### [WORK TO COMPLETE]
Lines holding the string "blade" are the ones to copy from this listing.

=== Section Start ===

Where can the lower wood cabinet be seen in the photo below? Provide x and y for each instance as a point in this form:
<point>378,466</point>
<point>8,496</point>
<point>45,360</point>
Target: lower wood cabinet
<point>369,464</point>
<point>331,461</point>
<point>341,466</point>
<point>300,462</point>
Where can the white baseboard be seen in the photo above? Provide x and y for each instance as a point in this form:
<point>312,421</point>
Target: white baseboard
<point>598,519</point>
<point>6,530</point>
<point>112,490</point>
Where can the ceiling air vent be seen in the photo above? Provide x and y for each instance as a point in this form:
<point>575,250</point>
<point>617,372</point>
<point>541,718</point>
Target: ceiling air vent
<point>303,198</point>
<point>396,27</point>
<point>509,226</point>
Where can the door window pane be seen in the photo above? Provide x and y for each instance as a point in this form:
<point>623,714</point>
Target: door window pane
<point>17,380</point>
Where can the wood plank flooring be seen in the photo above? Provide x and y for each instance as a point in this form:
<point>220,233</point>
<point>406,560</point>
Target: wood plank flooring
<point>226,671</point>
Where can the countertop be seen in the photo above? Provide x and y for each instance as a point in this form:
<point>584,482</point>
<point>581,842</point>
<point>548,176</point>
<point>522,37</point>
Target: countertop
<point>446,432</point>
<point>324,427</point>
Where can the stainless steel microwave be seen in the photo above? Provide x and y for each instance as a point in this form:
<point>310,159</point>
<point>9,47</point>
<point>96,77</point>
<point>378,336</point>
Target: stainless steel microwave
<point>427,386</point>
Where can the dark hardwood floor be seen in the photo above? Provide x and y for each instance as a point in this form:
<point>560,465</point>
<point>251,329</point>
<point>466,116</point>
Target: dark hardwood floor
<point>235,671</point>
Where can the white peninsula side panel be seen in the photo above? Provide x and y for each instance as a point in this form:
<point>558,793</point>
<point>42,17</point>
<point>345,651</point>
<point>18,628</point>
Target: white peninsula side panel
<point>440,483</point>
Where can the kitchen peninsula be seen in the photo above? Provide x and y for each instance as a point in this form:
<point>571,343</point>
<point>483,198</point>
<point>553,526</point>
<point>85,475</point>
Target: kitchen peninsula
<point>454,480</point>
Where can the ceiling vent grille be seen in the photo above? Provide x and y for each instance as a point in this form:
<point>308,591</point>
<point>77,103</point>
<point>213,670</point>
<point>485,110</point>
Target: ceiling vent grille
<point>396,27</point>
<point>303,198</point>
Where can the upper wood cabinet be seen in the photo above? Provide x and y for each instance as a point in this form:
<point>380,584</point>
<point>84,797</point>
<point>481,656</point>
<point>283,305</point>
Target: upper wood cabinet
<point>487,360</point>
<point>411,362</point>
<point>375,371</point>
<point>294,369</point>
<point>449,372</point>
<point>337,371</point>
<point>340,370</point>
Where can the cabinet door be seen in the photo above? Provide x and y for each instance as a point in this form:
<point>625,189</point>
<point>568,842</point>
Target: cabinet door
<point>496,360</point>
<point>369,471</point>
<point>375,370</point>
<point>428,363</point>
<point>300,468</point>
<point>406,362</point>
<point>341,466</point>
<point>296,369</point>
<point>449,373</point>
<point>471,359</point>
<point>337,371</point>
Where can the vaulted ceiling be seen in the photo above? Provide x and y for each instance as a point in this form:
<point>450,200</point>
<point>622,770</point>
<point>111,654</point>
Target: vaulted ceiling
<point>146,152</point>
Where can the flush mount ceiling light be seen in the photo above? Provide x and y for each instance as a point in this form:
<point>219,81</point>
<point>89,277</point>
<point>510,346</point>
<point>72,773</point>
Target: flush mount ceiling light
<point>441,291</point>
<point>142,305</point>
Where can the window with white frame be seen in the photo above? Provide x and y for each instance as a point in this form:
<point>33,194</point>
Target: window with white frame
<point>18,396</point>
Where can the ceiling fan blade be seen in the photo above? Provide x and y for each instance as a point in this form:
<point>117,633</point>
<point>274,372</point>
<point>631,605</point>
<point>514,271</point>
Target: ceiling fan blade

=== Section End ===

### [WRITTEN ANSWER]
Where can the ceiling fan blade be seen in the photo above? Provide x and y for each instance as a point in this form:
Target: ceiling fan blade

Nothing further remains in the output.